### MATERIAL
"""
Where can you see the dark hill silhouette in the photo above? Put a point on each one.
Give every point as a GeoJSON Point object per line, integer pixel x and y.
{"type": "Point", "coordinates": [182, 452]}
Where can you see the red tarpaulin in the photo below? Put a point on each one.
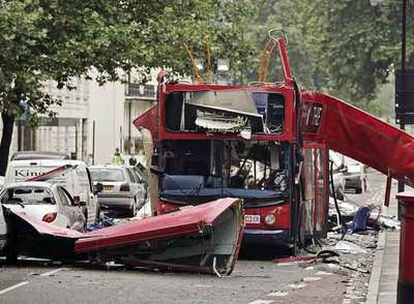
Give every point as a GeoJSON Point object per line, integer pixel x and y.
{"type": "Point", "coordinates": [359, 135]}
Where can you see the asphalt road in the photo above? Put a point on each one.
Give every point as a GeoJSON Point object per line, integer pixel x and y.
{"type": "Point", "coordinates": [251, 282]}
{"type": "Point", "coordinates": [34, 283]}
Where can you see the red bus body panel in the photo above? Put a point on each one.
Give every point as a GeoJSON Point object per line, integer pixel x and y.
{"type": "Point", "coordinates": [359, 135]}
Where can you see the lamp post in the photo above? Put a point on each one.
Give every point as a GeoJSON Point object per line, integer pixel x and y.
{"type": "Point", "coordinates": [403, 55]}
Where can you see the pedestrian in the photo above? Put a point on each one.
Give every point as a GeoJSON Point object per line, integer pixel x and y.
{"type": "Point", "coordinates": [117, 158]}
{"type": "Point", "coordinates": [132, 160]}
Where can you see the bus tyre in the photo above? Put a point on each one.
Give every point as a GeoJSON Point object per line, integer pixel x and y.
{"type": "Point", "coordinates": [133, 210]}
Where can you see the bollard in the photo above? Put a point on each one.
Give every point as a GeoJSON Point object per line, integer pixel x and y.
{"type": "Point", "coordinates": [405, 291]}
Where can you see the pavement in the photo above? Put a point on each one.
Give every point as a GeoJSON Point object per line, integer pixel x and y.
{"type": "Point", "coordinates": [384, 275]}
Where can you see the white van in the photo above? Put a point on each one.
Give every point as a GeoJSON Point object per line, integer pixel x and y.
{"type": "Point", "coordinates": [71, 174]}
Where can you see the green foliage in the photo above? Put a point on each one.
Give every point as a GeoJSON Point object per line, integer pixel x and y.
"""
### EXERCISE AIM
Return precisely the lines of the records, starting with the line that holds "Where can you see the bollard" and ending with the last one.

### EXERCISE ANSWER
Where can you see the bollard in the photo above? Put a point on each one.
Give every point as a GeoJSON Point object per line, integer pixel x and y.
{"type": "Point", "coordinates": [405, 291]}
Where can you see the pavement in the photo above? Put a point on each one.
Give every point as a GeoJSON Point object per line, integer pixel x and y.
{"type": "Point", "coordinates": [384, 275]}
Where can you see the white van in the photo above? Put a point on each one.
Give every point as a GeoJSON Point object per line, integer pixel x and y.
{"type": "Point", "coordinates": [71, 174]}
Where can you see the green foliage in the photo above? Put a point on each one.
Give every point as a GeoJSON Point object per line, integer pixel x and y.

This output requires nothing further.